Try it → Please keep to the lines below from the one with "point(294, 13)" through the one with "point(39, 444)", and restate them word for word, ends included.

(Point localization data)

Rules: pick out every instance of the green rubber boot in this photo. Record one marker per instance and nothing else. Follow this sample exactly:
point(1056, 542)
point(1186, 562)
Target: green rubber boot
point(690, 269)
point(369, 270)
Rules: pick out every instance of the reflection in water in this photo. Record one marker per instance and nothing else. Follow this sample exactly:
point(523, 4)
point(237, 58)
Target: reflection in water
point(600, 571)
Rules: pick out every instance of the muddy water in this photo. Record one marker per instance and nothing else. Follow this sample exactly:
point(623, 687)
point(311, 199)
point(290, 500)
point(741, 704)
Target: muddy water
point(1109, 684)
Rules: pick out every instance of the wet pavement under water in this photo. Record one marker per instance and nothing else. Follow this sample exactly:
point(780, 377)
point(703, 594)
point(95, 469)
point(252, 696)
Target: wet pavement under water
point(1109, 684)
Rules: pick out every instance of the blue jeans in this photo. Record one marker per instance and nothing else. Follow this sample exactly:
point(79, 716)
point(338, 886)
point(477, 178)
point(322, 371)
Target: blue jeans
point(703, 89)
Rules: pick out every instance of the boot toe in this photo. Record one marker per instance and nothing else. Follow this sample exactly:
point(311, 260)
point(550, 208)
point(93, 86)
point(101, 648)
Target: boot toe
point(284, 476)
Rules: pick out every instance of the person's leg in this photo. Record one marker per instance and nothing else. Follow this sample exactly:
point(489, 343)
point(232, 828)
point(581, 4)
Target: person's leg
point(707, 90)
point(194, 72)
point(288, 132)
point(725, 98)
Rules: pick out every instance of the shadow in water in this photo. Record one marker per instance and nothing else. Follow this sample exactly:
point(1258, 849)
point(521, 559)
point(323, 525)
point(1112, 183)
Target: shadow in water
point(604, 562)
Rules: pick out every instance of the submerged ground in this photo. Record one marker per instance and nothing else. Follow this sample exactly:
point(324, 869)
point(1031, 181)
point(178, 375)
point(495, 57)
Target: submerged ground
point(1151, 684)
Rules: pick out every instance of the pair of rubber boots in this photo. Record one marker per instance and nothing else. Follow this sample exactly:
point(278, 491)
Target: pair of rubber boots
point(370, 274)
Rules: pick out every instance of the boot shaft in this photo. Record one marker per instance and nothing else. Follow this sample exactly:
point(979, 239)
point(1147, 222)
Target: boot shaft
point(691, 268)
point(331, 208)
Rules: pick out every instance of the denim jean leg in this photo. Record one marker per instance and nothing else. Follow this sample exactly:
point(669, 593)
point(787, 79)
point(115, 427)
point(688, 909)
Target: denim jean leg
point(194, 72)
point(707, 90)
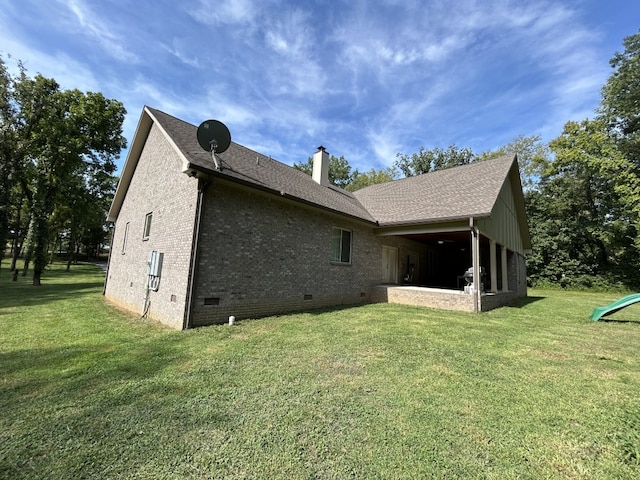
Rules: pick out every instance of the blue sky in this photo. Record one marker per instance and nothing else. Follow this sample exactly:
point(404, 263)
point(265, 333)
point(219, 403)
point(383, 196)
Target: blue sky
point(366, 79)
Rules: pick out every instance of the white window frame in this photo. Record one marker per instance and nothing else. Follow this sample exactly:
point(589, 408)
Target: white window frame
point(124, 238)
point(146, 233)
point(338, 244)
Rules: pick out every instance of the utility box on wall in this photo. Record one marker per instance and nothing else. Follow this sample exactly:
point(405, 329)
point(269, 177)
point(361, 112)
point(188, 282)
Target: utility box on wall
point(154, 269)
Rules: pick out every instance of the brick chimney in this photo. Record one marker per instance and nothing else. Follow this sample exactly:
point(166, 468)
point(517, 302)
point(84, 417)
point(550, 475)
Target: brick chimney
point(321, 166)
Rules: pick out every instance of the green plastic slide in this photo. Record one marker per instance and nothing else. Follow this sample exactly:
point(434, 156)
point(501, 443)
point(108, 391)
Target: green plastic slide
point(619, 304)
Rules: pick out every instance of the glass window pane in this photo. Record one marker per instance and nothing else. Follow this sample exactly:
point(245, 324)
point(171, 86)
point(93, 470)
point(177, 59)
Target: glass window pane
point(346, 247)
point(336, 244)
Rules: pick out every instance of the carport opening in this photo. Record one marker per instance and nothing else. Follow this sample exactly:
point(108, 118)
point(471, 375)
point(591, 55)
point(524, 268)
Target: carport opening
point(444, 259)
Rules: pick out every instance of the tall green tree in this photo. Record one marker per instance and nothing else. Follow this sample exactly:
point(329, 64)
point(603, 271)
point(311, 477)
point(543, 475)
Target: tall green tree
point(620, 105)
point(372, 177)
point(62, 135)
point(425, 161)
point(533, 155)
point(7, 153)
point(581, 228)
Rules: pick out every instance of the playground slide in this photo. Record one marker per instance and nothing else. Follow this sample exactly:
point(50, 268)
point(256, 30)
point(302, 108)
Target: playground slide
point(619, 304)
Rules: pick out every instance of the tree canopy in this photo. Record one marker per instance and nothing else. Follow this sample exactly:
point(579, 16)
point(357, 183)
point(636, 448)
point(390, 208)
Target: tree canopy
point(59, 151)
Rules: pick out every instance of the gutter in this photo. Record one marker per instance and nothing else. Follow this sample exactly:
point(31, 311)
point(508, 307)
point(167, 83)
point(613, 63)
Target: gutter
point(475, 256)
point(203, 186)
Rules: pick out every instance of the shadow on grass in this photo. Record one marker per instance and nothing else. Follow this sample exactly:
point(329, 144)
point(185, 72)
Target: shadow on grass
point(618, 320)
point(524, 301)
point(57, 284)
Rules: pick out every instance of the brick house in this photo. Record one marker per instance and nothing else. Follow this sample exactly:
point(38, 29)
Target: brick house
point(195, 243)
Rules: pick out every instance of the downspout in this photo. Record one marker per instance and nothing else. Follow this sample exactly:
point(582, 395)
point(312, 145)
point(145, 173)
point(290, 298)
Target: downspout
point(193, 264)
point(475, 257)
point(106, 275)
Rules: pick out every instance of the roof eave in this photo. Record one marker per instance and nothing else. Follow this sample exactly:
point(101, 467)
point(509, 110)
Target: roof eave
point(198, 171)
point(430, 221)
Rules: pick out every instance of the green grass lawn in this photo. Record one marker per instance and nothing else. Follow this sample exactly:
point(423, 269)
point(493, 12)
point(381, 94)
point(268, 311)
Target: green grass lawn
point(370, 392)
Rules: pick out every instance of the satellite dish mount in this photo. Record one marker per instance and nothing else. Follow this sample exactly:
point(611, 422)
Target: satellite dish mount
point(214, 136)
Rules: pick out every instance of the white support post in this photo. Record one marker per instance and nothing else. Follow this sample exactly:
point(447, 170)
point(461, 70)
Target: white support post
point(475, 253)
point(494, 266)
point(505, 269)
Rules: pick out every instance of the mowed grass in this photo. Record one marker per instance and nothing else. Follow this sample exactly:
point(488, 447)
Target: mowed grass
point(372, 392)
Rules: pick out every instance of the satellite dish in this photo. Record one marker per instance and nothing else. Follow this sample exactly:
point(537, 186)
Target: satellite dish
point(214, 136)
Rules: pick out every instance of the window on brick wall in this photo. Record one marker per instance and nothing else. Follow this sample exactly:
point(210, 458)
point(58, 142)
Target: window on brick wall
point(147, 226)
point(124, 239)
point(341, 245)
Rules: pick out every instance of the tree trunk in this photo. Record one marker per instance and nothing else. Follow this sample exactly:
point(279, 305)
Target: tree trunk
point(70, 249)
point(40, 250)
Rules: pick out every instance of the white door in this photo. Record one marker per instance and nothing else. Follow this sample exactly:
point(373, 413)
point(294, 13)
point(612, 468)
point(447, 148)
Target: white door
point(389, 264)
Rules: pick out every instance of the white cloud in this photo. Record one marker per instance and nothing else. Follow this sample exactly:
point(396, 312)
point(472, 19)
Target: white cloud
point(96, 27)
point(227, 12)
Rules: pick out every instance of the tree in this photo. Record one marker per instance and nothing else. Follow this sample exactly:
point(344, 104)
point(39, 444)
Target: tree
point(435, 159)
point(61, 136)
point(620, 109)
point(372, 177)
point(533, 156)
point(339, 170)
point(7, 147)
point(579, 222)
point(620, 105)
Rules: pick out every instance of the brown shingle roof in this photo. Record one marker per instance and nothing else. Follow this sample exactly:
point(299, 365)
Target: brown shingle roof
point(452, 194)
point(455, 193)
point(245, 166)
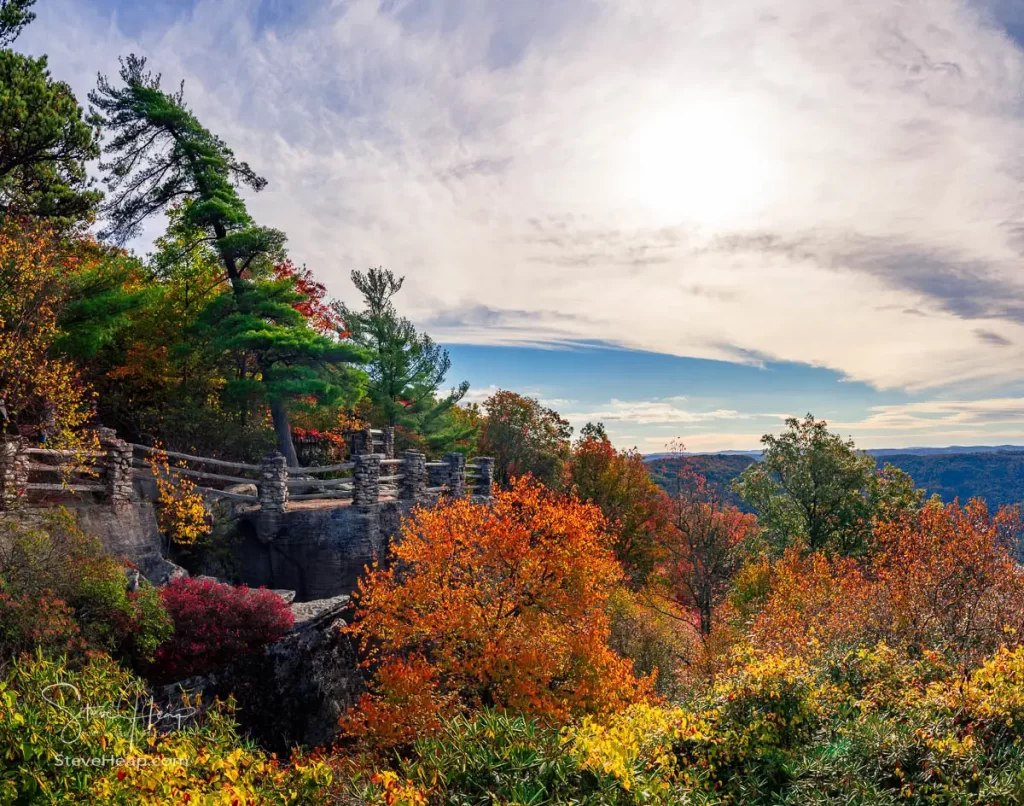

Reply →
point(294, 13)
point(612, 468)
point(447, 148)
Target: white door
point(389, 264)
Rules: pick out every instance of the white cloud in this photo. Record one marker per instance and nothing else. Follow this sample exactly:
point(396, 312)
point(472, 19)
Target: white cloud
point(96, 27)
point(227, 12)
Rules: pick out every instance of the tree in this photo. Record one marker per instance and nothing else. Follow this sample exactly:
point(344, 104)
point(39, 444)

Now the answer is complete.